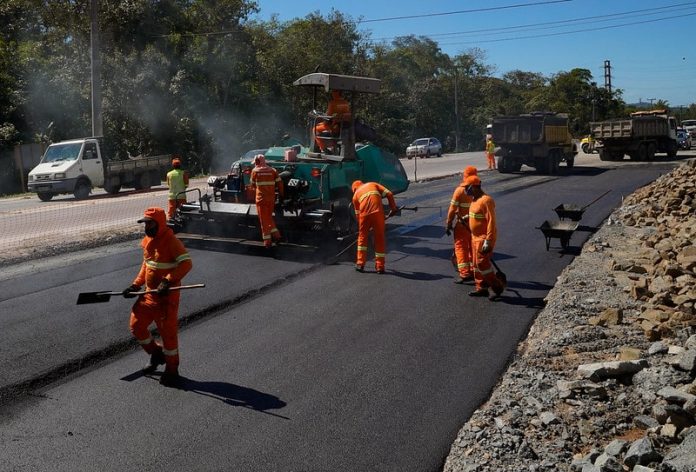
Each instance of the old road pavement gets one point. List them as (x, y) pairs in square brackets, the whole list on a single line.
[(290, 363)]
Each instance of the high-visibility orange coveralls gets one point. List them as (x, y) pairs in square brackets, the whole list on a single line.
[(264, 181), (483, 228), (458, 209), (490, 153), (164, 257), (177, 181), (367, 201)]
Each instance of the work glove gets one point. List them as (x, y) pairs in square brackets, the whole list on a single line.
[(163, 287), (128, 293)]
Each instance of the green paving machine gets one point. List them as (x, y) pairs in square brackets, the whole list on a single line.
[(317, 176)]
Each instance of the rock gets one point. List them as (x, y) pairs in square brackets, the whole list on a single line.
[(672, 395), (641, 452), (604, 370), (682, 458)]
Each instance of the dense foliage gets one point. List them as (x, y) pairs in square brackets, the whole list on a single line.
[(201, 79)]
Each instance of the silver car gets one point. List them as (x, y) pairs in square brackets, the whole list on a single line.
[(424, 147)]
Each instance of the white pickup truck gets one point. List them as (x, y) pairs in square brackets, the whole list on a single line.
[(77, 166)]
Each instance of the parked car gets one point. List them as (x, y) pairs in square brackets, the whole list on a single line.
[(684, 140), (424, 147)]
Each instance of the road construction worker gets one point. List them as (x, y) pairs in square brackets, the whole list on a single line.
[(165, 263), (264, 182), (177, 181), (490, 153), (367, 201), (338, 111), (484, 234), (457, 220)]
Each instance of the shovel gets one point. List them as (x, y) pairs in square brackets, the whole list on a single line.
[(499, 273), (103, 297)]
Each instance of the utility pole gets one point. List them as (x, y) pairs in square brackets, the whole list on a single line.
[(456, 111), (607, 76), (95, 70)]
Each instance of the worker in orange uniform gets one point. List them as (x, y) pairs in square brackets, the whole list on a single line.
[(490, 153), (367, 201), (264, 181), (165, 263), (177, 181), (457, 220), (483, 235), (338, 111)]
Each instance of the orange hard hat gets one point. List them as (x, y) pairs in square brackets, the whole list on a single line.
[(470, 170), (259, 160), (472, 180)]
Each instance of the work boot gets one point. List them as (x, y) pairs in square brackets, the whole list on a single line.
[(460, 280), (156, 359), (480, 292), (170, 379)]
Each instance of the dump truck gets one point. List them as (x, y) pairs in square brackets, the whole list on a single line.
[(538, 139), (640, 137), (317, 183), (78, 165)]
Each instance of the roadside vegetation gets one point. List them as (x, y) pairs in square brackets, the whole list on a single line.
[(207, 81)]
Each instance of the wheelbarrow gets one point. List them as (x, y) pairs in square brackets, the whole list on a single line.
[(574, 212), (562, 230)]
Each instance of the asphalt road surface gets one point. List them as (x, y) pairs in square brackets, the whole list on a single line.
[(290, 363)]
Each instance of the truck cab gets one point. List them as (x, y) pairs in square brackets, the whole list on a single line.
[(73, 166)]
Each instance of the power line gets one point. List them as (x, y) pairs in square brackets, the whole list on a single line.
[(474, 10), (559, 23), (568, 32)]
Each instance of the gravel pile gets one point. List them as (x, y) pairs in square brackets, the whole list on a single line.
[(605, 380)]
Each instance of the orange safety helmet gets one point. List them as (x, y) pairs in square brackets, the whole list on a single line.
[(469, 170), (259, 160), (472, 180)]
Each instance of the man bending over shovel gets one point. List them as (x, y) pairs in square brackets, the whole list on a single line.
[(165, 263)]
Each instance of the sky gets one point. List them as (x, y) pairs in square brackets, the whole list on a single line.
[(650, 44)]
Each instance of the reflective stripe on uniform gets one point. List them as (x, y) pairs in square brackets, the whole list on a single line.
[(161, 265), (184, 257), (367, 194)]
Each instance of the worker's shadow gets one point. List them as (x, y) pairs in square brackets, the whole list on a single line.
[(228, 393), (234, 395)]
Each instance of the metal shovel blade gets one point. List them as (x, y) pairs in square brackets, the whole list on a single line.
[(95, 297)]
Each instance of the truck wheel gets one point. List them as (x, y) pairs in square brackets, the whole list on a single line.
[(143, 181), (113, 189), (652, 148), (642, 153), (570, 162), (82, 190)]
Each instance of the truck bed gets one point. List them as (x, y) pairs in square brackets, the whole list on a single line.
[(140, 163)]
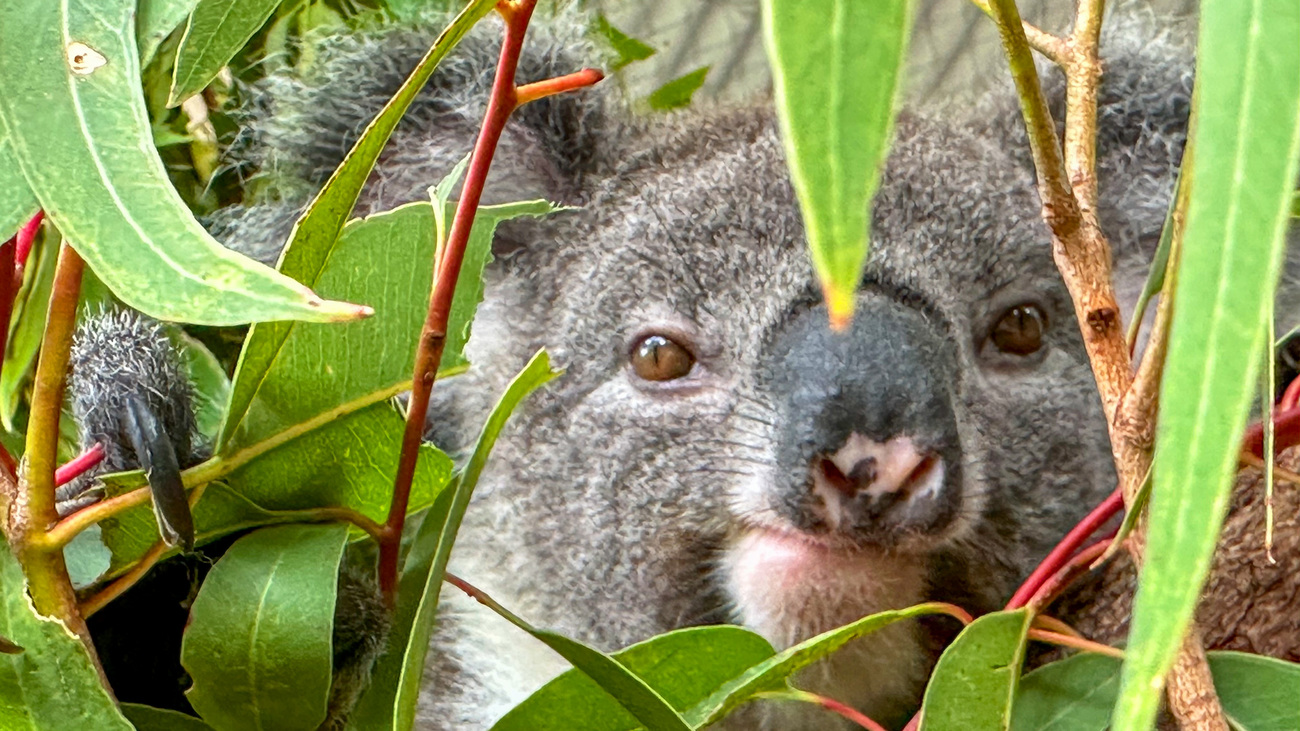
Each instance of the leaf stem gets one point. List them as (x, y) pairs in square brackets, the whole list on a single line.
[(828, 704), (503, 100), (79, 465), (43, 565)]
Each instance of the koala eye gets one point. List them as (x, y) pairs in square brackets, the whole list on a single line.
[(1019, 329), (657, 358)]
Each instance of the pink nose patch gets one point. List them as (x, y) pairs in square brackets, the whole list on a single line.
[(875, 470)]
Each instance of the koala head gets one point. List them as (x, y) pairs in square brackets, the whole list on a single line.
[(715, 451)]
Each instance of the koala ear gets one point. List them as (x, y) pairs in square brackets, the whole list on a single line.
[(303, 122)]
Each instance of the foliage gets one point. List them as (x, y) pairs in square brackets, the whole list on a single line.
[(306, 431)]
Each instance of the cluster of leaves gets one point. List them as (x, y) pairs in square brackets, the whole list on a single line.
[(302, 424)]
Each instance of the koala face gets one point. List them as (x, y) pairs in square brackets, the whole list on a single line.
[(716, 453)]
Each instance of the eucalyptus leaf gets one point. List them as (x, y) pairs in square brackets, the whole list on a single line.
[(349, 461), (628, 50), (1247, 142), (1070, 695), (216, 31), (289, 373), (772, 673), (27, 325), (390, 701), (677, 93), (975, 680), (86, 150), (147, 718), (17, 203), (259, 640), (52, 683), (683, 666), (155, 20), (1257, 692), (836, 69)]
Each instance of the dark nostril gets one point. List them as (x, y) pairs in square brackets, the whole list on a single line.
[(859, 478), (863, 472)]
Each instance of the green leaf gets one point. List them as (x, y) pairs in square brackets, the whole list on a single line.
[(209, 380), (87, 152), (390, 701), (259, 640), (1247, 143), (627, 48), (772, 673), (155, 20), (974, 684), (1071, 695), (677, 93), (836, 68), (52, 682), (290, 373), (312, 238), (17, 203), (216, 31), (27, 324), (347, 461), (148, 718), (683, 666), (1257, 692)]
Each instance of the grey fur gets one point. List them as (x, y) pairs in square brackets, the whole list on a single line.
[(118, 355), (616, 509)]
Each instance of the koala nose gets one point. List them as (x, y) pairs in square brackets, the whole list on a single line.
[(867, 481)]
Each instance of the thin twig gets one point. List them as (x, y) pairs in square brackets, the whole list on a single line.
[(503, 100), (1077, 643), (79, 465), (1053, 47), (1064, 550)]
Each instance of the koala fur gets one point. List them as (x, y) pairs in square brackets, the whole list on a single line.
[(618, 507)]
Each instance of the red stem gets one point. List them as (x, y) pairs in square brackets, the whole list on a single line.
[(433, 336), (78, 466), (26, 236), (1077, 565), (1060, 556), (8, 290)]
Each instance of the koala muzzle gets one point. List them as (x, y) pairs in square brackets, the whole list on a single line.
[(871, 442)]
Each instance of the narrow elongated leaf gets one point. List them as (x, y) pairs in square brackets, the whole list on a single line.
[(313, 237), (349, 461), (216, 31), (72, 103), (391, 700), (1247, 141), (385, 259), (677, 93), (774, 671), (147, 718), (259, 639), (836, 66), (1071, 695), (27, 325), (155, 20), (683, 666), (1257, 692), (17, 203), (974, 684), (628, 50), (51, 683)]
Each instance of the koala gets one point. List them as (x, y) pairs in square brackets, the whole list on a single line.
[(129, 393), (715, 451)]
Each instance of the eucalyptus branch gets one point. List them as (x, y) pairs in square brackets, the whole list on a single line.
[(1052, 46), (1067, 187), (34, 510), (503, 100)]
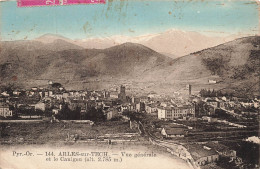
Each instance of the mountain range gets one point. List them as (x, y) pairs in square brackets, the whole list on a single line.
[(234, 65), (173, 43)]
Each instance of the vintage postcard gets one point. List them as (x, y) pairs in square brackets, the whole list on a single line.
[(123, 84)]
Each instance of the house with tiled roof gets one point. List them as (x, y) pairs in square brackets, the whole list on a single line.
[(202, 154)]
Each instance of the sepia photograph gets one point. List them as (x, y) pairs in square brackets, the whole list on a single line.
[(123, 84)]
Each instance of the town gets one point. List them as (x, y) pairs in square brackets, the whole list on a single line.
[(207, 129)]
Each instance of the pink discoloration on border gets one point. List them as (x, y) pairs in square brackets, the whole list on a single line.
[(28, 3)]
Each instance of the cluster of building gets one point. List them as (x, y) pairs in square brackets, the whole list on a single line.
[(39, 102)]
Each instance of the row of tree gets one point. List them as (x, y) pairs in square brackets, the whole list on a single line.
[(93, 114), (214, 93)]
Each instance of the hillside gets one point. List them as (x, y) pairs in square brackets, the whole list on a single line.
[(38, 62), (235, 66)]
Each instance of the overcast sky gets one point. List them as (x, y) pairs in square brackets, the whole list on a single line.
[(131, 18)]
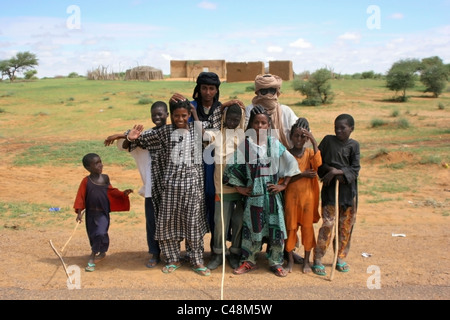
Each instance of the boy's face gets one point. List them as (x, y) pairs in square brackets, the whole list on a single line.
[(180, 118), (260, 122), (159, 116), (232, 121), (208, 93), (298, 138), (342, 130), (96, 166)]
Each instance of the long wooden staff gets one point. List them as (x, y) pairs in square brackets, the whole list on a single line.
[(62, 261), (336, 230), (223, 225), (73, 232)]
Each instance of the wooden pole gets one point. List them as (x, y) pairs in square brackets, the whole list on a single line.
[(62, 261), (336, 230)]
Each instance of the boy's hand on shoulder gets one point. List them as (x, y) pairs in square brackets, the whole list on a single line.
[(128, 191), (135, 132), (110, 140)]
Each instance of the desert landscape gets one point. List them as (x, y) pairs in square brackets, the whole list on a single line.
[(400, 246)]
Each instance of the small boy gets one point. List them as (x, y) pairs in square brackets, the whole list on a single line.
[(97, 196), (151, 167), (233, 201), (340, 161)]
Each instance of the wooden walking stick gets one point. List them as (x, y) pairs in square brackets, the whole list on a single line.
[(223, 229), (336, 230), (62, 261), (73, 232)]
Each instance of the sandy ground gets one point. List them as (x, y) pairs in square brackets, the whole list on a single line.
[(415, 266)]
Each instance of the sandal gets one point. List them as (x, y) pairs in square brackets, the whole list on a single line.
[(153, 262), (99, 257), (203, 271), (245, 267), (279, 271), (319, 270), (342, 267), (90, 267), (170, 268)]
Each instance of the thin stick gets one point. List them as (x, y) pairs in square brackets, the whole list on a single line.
[(73, 232), (62, 261), (336, 229)]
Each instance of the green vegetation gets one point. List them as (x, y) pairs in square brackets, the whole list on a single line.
[(54, 122)]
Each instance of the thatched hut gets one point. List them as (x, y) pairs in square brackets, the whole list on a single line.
[(144, 74)]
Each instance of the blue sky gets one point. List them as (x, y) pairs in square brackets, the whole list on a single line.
[(347, 36)]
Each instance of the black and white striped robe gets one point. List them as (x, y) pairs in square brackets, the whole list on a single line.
[(182, 209)]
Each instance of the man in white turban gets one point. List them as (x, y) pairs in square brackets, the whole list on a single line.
[(267, 90)]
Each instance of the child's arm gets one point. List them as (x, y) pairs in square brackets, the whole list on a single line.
[(332, 172), (134, 133), (277, 188), (110, 140), (245, 191)]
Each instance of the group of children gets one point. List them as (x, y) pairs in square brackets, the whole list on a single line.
[(264, 191)]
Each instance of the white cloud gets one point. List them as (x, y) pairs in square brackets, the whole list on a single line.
[(397, 16), (352, 36), (207, 5), (274, 49), (301, 43)]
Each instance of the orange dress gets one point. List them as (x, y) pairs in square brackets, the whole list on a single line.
[(302, 203)]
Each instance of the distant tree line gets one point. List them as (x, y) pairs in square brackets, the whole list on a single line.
[(22, 62), (403, 74)]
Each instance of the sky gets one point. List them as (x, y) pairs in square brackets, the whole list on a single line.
[(346, 36)]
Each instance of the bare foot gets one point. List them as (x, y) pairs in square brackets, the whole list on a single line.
[(290, 264), (306, 268)]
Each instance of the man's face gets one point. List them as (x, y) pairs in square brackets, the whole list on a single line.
[(208, 93)]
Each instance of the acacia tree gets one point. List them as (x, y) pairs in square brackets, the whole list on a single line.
[(434, 75), (402, 76), (22, 62), (317, 88)]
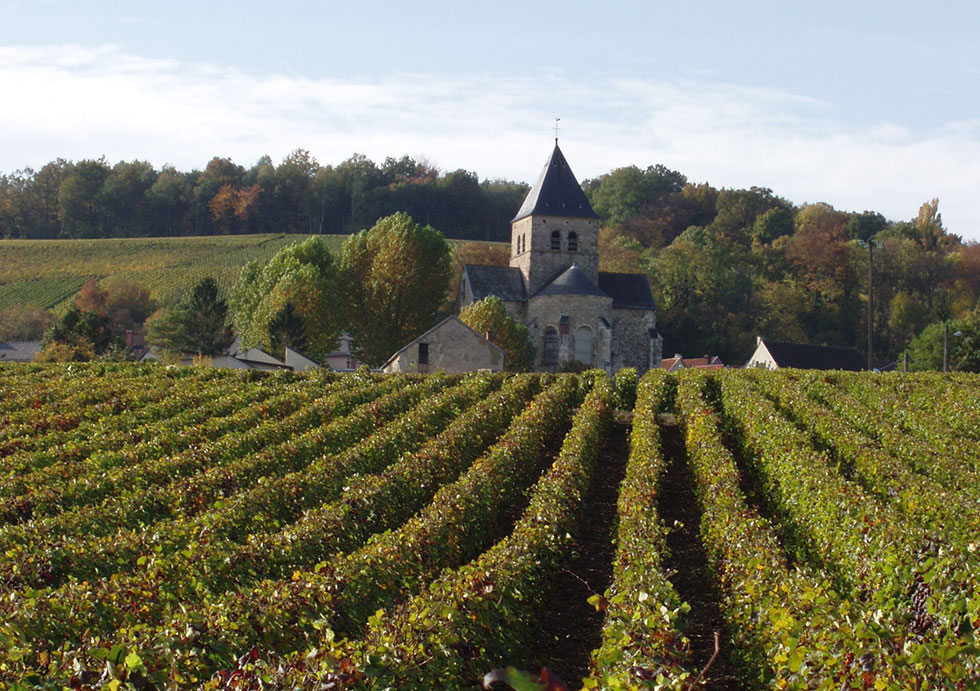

***

### Your goal
Leave out every picture, and write out exactly the lines from the one with "Each instance of the thatched" through the end of the records above, both ends included.

### Written solution
Each instance of the thatched hut gets one point. List them as (x, y) pairs in square brackets, the whole list on a single line.
[(144, 74)]
Each instance of the blue sky gets one point. List them as (x, y) pairs in square brackets, the whole list on a single line.
[(347, 36)]
Each instance of the black and white striped robe gets one point. List them as (x, y) pairs in square brackets, the whole list on a single line.
[(182, 209)]
Each instance of the man in white turban gets one point. List them as (x, y) pairs in square brackets, the whole list on a single line.
[(267, 90)]
Each instance of the child's arm gets one point. List them as (x, y) pairs in square brackets, the whole list on a single line.
[(332, 172), (134, 133), (277, 188), (110, 140), (245, 191)]
Each instance of the group of children gets one point. List them as (x, y) pairs in square brackets, the whole list on a single line.
[(264, 191)]
Each instance of the white cloud gets one point. List them as (x, y) pairs in square brackets, the whole list on a single line.
[(397, 16), (352, 36), (207, 5), (274, 49), (301, 43)]
Each instance of the orange dress gets one point. List them as (x, y) pairs in square brackets, the whole list on a single line.
[(302, 203)]
Each instance of the distant tree line gets one point. List them as (x, y) pairs in square brackets, the whole list on a single line.
[(22, 62), (403, 74)]
Each instance of the sky gets one point. List them as (x, y) pairs in square brackets, the whole list on a single line.
[(346, 36)]
Each instance of the bare foot gets one point. List them as (x, y) pairs in square brackets, the whole list on a single line.
[(290, 264), (306, 268)]
Each instance of the man's face gets one point. List them as (x, y) pairs in square brackets, the whole list on a single line.
[(208, 93)]
Each instance of the acacia tree gets one point. List them as (x, y) pairs in square brackets, the whole list on a single line.
[(434, 75), (402, 76), (22, 62), (317, 88)]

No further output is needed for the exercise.